#### Task to complete:
Review the listing and copy each line that holds the word "wheelchair".

#### Records:
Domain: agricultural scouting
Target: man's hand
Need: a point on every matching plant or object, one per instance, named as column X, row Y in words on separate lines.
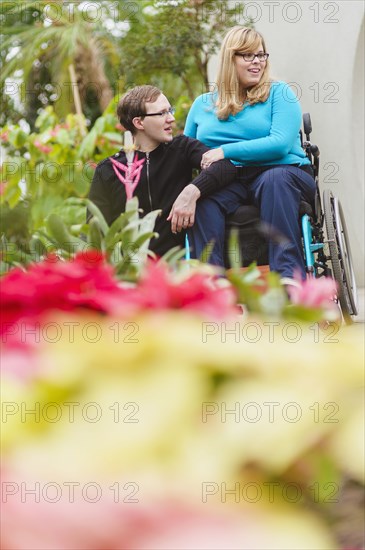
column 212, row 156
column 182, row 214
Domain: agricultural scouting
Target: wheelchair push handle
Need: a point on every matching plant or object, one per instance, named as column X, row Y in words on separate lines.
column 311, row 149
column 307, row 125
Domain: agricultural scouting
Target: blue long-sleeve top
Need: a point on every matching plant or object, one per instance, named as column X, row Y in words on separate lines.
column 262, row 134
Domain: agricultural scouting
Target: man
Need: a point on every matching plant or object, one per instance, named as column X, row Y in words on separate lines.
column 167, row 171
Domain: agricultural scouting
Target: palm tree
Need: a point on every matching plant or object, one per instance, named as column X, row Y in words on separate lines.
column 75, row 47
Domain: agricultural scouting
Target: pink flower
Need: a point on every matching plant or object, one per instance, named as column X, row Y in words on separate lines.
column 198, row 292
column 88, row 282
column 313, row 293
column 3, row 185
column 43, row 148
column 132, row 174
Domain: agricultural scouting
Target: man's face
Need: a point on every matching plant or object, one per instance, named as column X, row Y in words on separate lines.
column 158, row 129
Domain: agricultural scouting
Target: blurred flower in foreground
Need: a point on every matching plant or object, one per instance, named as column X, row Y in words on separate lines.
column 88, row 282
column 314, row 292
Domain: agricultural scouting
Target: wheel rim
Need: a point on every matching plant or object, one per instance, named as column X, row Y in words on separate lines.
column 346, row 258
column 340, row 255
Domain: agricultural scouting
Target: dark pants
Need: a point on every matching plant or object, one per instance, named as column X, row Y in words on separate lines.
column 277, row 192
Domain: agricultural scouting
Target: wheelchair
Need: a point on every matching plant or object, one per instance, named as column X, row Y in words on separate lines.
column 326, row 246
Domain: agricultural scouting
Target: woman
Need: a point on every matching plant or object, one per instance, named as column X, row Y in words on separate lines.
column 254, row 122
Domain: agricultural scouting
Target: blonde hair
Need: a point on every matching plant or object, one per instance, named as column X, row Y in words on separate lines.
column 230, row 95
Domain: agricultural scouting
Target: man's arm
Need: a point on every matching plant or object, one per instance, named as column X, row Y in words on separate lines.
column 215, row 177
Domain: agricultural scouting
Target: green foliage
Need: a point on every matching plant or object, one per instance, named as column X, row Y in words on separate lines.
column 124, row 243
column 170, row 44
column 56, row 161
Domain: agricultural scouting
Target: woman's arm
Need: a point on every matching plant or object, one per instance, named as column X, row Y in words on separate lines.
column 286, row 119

---

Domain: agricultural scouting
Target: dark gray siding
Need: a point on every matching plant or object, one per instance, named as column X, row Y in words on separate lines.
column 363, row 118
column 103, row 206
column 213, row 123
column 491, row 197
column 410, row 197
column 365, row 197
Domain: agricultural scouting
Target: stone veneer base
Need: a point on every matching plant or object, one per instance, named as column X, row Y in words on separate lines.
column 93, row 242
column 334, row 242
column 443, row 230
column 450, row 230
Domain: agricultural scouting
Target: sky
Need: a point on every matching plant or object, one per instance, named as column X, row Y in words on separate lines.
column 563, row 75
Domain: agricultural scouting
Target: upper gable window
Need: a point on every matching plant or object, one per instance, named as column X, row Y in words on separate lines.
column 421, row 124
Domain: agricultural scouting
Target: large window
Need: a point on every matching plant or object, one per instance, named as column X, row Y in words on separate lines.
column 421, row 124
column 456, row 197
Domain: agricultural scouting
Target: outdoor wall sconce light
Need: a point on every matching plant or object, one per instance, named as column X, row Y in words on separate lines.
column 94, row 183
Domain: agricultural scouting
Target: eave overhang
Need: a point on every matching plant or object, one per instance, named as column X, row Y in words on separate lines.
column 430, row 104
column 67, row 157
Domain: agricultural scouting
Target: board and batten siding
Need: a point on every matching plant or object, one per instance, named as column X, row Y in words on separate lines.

#### Answer section:
Target: wheelchair push handle
Target: wheelchair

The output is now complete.